● **Document passage**:
In Monday’s post, I spoke about how we can expect to see the political chameleons of the one-party ruling class try to camouflage their past in order to blend in with their new political environment. Glenn Greenwald, easily one of the best political analysts around, sees right through this strategy. He reveals the truth about people like Michael O’Hanlon and Kenneth Pollack, who use their home in the allegedly ‘liberal’ Brookings Institution to help pursue this goal.
To lavish themselves with credibility — as though they are war skeptics whom you can trust — they identify themselves at the beginning “as two analysts who have harshly criticized the Bush administration’s miserable handling of Iraq.” In reality, they were not only among the biggest cheerleaders for the war, but repeatedly praised the Pentagon’s strategy in Iraq and continuously assured Americans things were going well. They are among the primary authors and principal deceivers responsible for this disaster.
But as always, Tom Friedman provides the clearest example of such shameless self-serving revisionism. Greenwald points to what the so-called ‘liberal’ New York Times columnist was saying in 2003 justifying the invasion of Iraq on PBS’s Charlie Rose show:
We needed to go over there basically, and take out a very big stick, right in the heart of that world, and burst that bubble. . . .
And what they needed to see was American boys and girls going from house to house, from Basra to Baghdad, and basically saying: which part of this sentence do you understand? You don’t think we care about our open society? …
Well, Suck. On. This. That, Charlie, was what this war was about.
We could have hit Saudi Arabia. It was part of that bubble. Could have hit Pakistan. We hit Iraq because we could [my italics]. That’s the real truth.
…
And guess what? People there got the message, OK, in the neighborhood. This is a rough neighborhood, and sometimes it takes a 2-by-4 across the side of the head to get that message. But they got the message and the message was, “You will now be held accountable.”
What does Friedman say now (November 29, 2008) was the reason for the Iraq war?
It’s a reminder of the most important reason for the Iraq war: to try to collaborate with Iraqis to build progressive politics and rule of law in the heart of the Arab-Muslim world, a region that stands out for its lack of consensual politics and independent judiciaries.
Really? That is what you thought all along? He seems to have replaced those revenge-filled early words with pompous platitudes. Observe how he has conveniently forgotten the sordid past and his own role in it, switching from insane bellicosity (what he called ‘the real truth’) about teaching those dastardly Muslims a lesson by hitting Iraqis on the head with blunt objects (just because they are the most convenient target), to noble goals of collaborating to create a model civil society. He can make such a switch effortlessly because he has had so much practice at it.
Friedman, like many mainstream commentators both ‘liberal’ and ‘conservative’, has no compunction about people in other countries getting killed in wars to satisfy his own lust for destruction or some weird private geopolitical theory. Here he is writing in 1999 (New York Times, April 23) about the need for heavier attacks on Serb civilians during the conflict over Kosovo:
Let’s at least have a real air war…. It should be lights out in Belgrade: Every power grid, water pipe, bridge, road, and war-related factory has to be targeted. Like it or not, we are at war with the Serbian nation (the Serbs certainly think so), and the stakes have to be very clear: Every week you ravage Kosovo is another decade we will set back your country back by pulverizing you. You want 1950? We can do 1950. You want 1389? We can do 1389 too.

● **Aim**:
Please carry on the post about war commentators revising their past positions, starting right after its final sentence. The records that come next are unrelated to the post about war commentators.

● **Stored rows**:
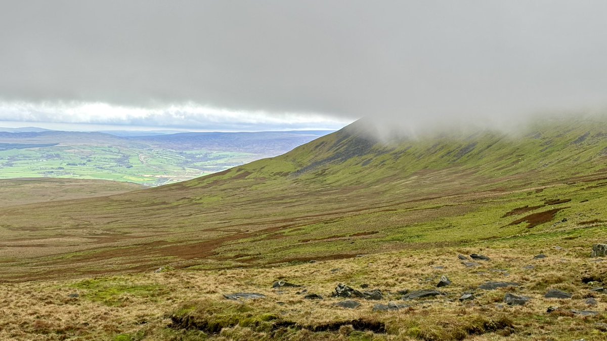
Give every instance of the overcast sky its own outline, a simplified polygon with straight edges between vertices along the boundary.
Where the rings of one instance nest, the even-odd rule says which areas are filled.
[[[605,13],[605,0],[0,0],[0,120],[268,130],[603,110]]]

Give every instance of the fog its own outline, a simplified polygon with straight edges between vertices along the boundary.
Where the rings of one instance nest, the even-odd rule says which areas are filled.
[[[504,129],[607,107],[605,13],[604,0],[2,1],[0,100]],[[56,111],[10,115],[70,120]]]

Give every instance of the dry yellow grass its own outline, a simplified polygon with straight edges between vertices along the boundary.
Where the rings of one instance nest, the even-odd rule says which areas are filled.
[[[546,251],[548,258],[534,260],[533,252],[497,246],[484,249],[447,248],[388,252],[271,268],[174,270],[93,279],[4,283],[0,285],[0,339],[114,340],[121,334],[128,334],[132,339],[198,339],[202,337],[194,331],[169,328],[169,317],[184,307],[215,306],[237,312],[237,315],[238,309],[246,307],[247,314],[254,318],[273,314],[281,320],[307,325],[361,318],[385,325],[386,333],[354,331],[349,337],[352,339],[449,340],[466,337],[479,340],[598,340],[605,334],[593,325],[607,322],[605,314],[607,302],[603,299],[603,294],[591,292],[592,284],[583,284],[581,279],[588,275],[607,278],[604,277],[604,264],[580,257],[587,251],[582,246],[566,251],[550,249]],[[483,253],[492,260],[481,262],[478,268],[466,268],[458,260],[457,254],[472,252]],[[528,265],[534,265],[535,269],[523,268]],[[339,269],[331,271],[334,269]],[[496,270],[504,270],[508,275]],[[401,302],[412,307],[399,311],[372,311],[373,305],[377,303],[399,300],[400,295],[396,294],[399,290],[435,287],[443,274],[453,282],[441,289],[447,294],[446,297]],[[271,289],[273,283],[280,279],[304,288]],[[518,282],[523,286],[496,291],[476,289],[480,284],[494,280]],[[355,288],[360,288],[362,284],[368,285],[370,288],[379,288],[385,299],[356,299],[362,305],[355,309],[335,307],[334,303],[344,299],[330,296],[338,283]],[[304,288],[308,292],[320,294],[325,299],[306,300],[296,293]],[[543,294],[549,288],[570,291],[573,298],[544,299]],[[457,299],[467,291],[474,291],[477,299],[459,302]],[[242,302],[223,297],[223,294],[239,292],[260,292],[267,297]],[[524,306],[510,307],[502,302],[506,292],[530,296],[532,299]],[[68,297],[73,293],[78,293],[80,297]],[[599,312],[598,316],[582,317],[569,312],[572,309],[588,309],[585,299],[591,296],[597,297],[599,306],[589,309]],[[279,302],[283,302],[283,305]],[[559,306],[561,312],[547,314],[546,308],[551,305]],[[215,317],[221,323],[222,317]],[[503,319],[512,320],[514,329],[479,335],[469,334],[470,321]],[[217,340],[271,339],[276,331],[268,328],[264,330],[259,326],[236,325],[207,336]],[[348,327],[342,329],[341,332],[325,333],[300,330],[291,332],[291,337],[347,339],[345,334],[350,329]]]

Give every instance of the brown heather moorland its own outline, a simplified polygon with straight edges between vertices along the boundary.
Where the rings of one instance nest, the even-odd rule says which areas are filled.
[[[189,181],[0,208],[0,339],[605,339],[605,122],[391,144],[361,124]],[[440,293],[407,299],[423,289]]]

● **Answer below**:
Bill O’Reilly (whom most people would consider to be at the opposite end of the political spectrum from Friedman) said something very similar six days later, showing how united the pro-war one party ruling elite is.
I believe that we have to go in there and drop leaflets on Belgrade and other cities and say, ‘Listen, you guys have got to move because we’re now going to come in and we’re going to just level your country. The whole infrastructure is going.’… Any target is OK. I’d warn the people, just as we did with Japan, that it’s coming, you’ve got to get out of there, OK, but I would level that country so that there would be nothing moving—no cars, no trains, nothing.
Notice again the smug arrogance of power, writing with the confidence that no other country can make similar threats against their own country. Would they approve of their own neighborhoods being flattened by bombs because another country did not like some US policy? Do none of these people know or care that what they are advocating, the destruction of civilian infrastructure like water, electricity, and sewage systems that have no direct military value, is a war crime?
The Geneva Conventions (Protocol 1, Part IV, Chapter III, Article 54) says quite clearly:
It is prohibited to attack, destroy, remove or render useless objects indispensable to the survival of the civilian population, such as foodstuffs, agricultural areas for the production of foodstuffs, crops, livestock, drinking water installations and supplies and irrigation works, for the specific purpose of denying them for their sustenance value to the civilian population or to the adverse Party, whatever the motive, whether in order to starve out civilians, to cause them to move away, or for any other motive.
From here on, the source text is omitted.